**REQUIRED TASK 1:**
Answer these questions using the court opinion on the father's consent to adoption:
(a) What did the father fail to give the child after the child was placed in foster care?
(b) According to the court opinion, being incarcerated did not free the father from which responsibility?
(c) What does the court opinion say about the father's constitutional challenge to Domestic Relations Law § 111(1)(d)?
**REQUIRED TASK 2:**
Write what comes next in the court opinion on the father's consent to adoption, starting after its last sentence.

**PROVIDED PASSAGE:**

Here, we agree with the Family Court's determination that the father failed to meet his burden of establishing that he paid child support of a fair and reasonable sum, according to the father's means. The fact that the father was incarcerated did not absolve him of his responsibility to support and maintain regular communication with the child (see Matter of Sharissa G., 51 A.D.3d 1019, 1020, 859 N.Y.S.2d 246). While the father provided the mother with some child support prior to the child being placed in foster care, he failed to provide any support to the child thereafter (see Matter of Giovannie Sincere M. [Dennis M.], 99 AD3d 635, 635, 952 N.Y.S.2d 881). The father was not excused from paying financial support on the ground that the agency had not instructed him to do so (see Domestic Relations Law § 111[1][d]; Matter of Ginelle T.A. [Rondale J.], 145 A.D.3d at 878, 42 N.Y.S.3d 840; Matter of Marc Jaleel G. [Marc E.G.], 74 A.D.3d 689, 690, 905 N.Y.S.2d 160), or by the absence of a court order directing him to pay child support (see Matter of Blake I. [Richard H.—Neimiah I.], 136 A.D.3d 1190, 1192, 26 N.Y.S.3d 793; Matter of Jason Brian S., 303 A.D.2d 759, 760, 758 N.Y.S.2d 96). Accordingly, the father's consent to the proposed adoption was not required.

The father's constitutional challenge to Domestic Relations Law § 111(1)(d) is unpreserved for appellate review (see Matter of Latrice R., 93 A.D.2d 838, 838, 461 N.Y.S.2d 61), and we decline to reach it in the exercise of our interest of justice jurisdiction.

**STORED RECORDS:**

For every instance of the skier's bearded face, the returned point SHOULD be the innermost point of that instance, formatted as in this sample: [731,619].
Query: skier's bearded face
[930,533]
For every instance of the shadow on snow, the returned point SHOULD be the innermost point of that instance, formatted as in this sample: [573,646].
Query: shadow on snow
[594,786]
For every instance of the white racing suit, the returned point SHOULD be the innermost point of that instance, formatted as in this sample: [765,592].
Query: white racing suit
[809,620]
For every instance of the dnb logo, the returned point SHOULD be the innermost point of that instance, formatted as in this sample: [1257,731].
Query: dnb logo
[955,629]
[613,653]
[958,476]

---

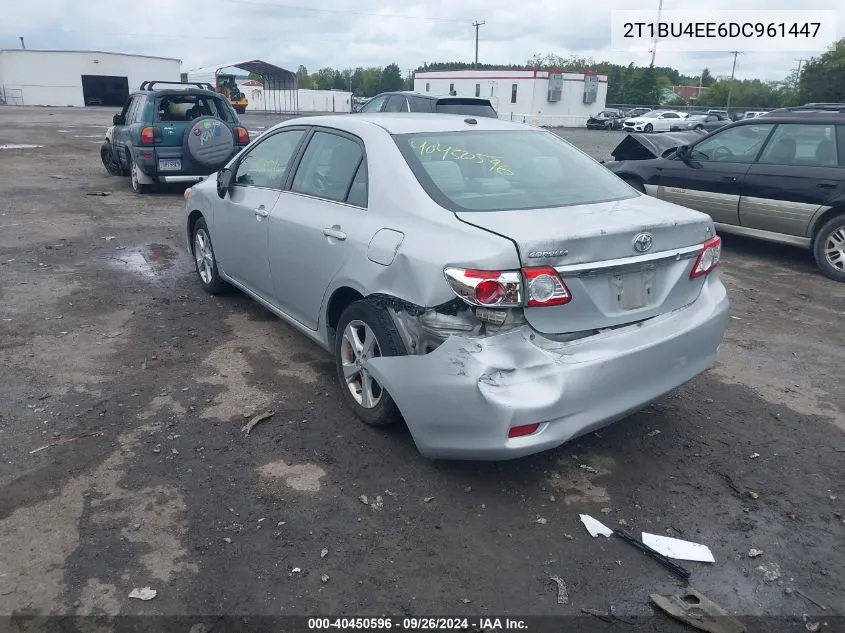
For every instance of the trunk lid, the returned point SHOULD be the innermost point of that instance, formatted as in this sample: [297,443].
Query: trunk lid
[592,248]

**RESULT 1:**
(a) He failed to provide any support to the child.
(b) It did not free him from his responsibility to support the child and keep in regular contact with the child.
(c) The challenge is unpreserved for appellate review, and the court declines to reach it in the exercise of its interest of justice jurisdiction.

**RESULT 2:**
We agree with the Family Court's determination that even if the father had been found to be a “consent father,” the petitioner established by clear and convincing evidence that the father permanently neglected the child (see Social Services Law § 384–b[7][a]). Despite the petitioner's diligent efforts to encourage the parental relationship, the father failed to plan for the child's future (see Social Services Law § 384–b [7][c]). “At a minimum, parents must take steps to correct the conditions that led to the removal of the child from their home” (Matter of Khadija J.K. [Kadijatu F.K.], 161 A.D.3d 1153, 1154, 74 N.Y.S.3d 505 [internal quotation marks omitted]; see Matter of Nathaniel T., 67 N.Y.2d 838, 840, 501 N.Y.S.2d 647, 492 N.E.2d 775). The father was incarcerated during the first year of the child's placement in foster care and was reincarcerated for a parole violation within months of his release. While the father completed certain services during the time he was not incarcerated, he failed to address the issues which prevented him from assuming custody of the child, and, therefore, failed to plan for the child's future (see Matter of Aphrodite Kristina Maria S. [Katrina W.], 68 A.D.3d 879, 880, 889 N.Y.S.2d 486).

The Family Court providently exercised its discretion in declining to issue a suspended judgment, as the evidence established that it would be in the child's best interests to be freed for adoption by his foster parents (see Family Ct. Act § 631; Matter of Star Leslie W., 63 N.Y.2d 136, 147–148, 481 N.Y.S.2d 26, 470 N.E.2d 824; Matter of Ashley D.W. [Marcus W.], 124 A.D.3d 670, 670, 997 N.Y.S.2d 913; Matter of Chanel C. [Vanessa N.], 118 A.D.3d 826, 828, 988 N.Y.S.2d 75; Matter of Shaprea L.R. [Mario L.], 97 A.D.3d 587, 588, 947 N.Y.S.2d 323).

RIVERA, J.P., DUFFY, CONNOLLY and IANNACCI, JJ., concur.